### [Exercise instructions]
Because the entries hold pictures, reproduce only their words, exactly as written.

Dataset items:
_ _ _
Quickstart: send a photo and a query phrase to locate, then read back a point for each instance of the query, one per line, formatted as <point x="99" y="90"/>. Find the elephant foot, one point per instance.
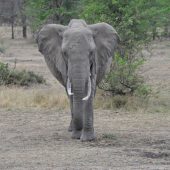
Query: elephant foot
<point x="76" y="134"/>
<point x="87" y="136"/>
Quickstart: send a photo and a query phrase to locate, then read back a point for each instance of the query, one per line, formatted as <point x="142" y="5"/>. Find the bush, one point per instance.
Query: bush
<point x="15" y="77"/>
<point x="123" y="78"/>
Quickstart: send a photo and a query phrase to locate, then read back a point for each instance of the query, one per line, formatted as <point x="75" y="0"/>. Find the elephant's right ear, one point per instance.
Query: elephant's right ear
<point x="49" y="41"/>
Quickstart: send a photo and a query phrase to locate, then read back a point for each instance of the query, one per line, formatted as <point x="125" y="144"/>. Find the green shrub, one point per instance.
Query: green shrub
<point x="2" y="47"/>
<point x="123" y="77"/>
<point x="15" y="77"/>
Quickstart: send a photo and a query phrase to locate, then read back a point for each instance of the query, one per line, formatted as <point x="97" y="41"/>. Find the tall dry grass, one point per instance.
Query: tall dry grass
<point x="32" y="98"/>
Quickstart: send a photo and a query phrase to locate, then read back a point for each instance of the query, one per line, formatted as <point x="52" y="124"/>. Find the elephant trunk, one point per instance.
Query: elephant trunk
<point x="81" y="89"/>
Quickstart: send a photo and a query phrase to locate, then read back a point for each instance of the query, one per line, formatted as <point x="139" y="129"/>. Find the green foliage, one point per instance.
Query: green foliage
<point x="21" y="78"/>
<point x="53" y="11"/>
<point x="123" y="77"/>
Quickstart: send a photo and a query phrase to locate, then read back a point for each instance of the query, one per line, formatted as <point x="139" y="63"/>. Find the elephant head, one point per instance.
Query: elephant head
<point x="78" y="55"/>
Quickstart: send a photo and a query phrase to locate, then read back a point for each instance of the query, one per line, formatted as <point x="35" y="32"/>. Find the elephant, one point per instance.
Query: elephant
<point x="79" y="55"/>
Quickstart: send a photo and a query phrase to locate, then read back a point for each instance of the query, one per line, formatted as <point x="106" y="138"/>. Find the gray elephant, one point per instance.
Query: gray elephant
<point x="79" y="55"/>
_ _ _
### [Solved problem]
Quickstart: send a photo and a query phrase to locate, then read back a point for each instance of the query, one per line, formatted as <point x="99" y="90"/>. Find the elephant foot, one point per instance.
Query: elephant foot
<point x="76" y="134"/>
<point x="87" y="136"/>
Quickstart: send a photo and a query phrase to locate, then read back a point for each instance of the query, one per line, formatted as <point x="142" y="5"/>. Find the bush, one point per instance.
Query: bush
<point x="15" y="77"/>
<point x="123" y="78"/>
Quickstart: send a photo and a query phrase to locate, then read back a point for each instance of the query, one per line, formatted as <point x="75" y="0"/>. Find the elephant's right ear, one point per instance.
Query: elephant's right ear
<point x="49" y="41"/>
Quickstart: send a photo and a query phrase to locate, then read back a point for each instance of the query, one per line, formatted as <point x="125" y="144"/>. Find the green shrub, one point per instance.
Query: green shrub
<point x="2" y="47"/>
<point x="123" y="77"/>
<point x="15" y="77"/>
Quickstart: send a photo and a query phrase to locate, then read back a point for each instance of the query, one per line, formatted as <point x="97" y="41"/>. Find the tall dry grass, one point per instance.
Query: tall dry grass
<point x="32" y="98"/>
Quickstart: send a photo and a query phrase to locate, then read back a point for each instance of the query, one per line, formatted as <point x="52" y="124"/>. Find the elephant trunk, one point per instance.
Query: elephant trunk
<point x="81" y="89"/>
Quickstart: send a photo and a query phrase to locate, then read back a point for each instance of the query, one per line, formatted as <point x="139" y="129"/>. Find the green foliage, one point per instance.
Query: green foliage
<point x="21" y="78"/>
<point x="53" y="11"/>
<point x="123" y="77"/>
Quickstart: send a photo and a query phrase to locate, then read back a point for each instance of the query, one per line, formatted as <point x="139" y="63"/>. Find the elephant head, one point per instance.
Query: elephant head
<point x="78" y="55"/>
Quickstart: send a photo and a query phrase to locate, then read back a point for each instance of the query, one per line, formatted as <point x="35" y="32"/>. Find the elephant, one point per instance.
Query: elephant
<point x="79" y="55"/>
Quickstart: send a photo and a query phrase to locate, then read back a point for each instance of the query, one per line, formatted as <point x="106" y="138"/>. Find the gray elephant, one point per instance.
Query: gray elephant
<point x="79" y="55"/>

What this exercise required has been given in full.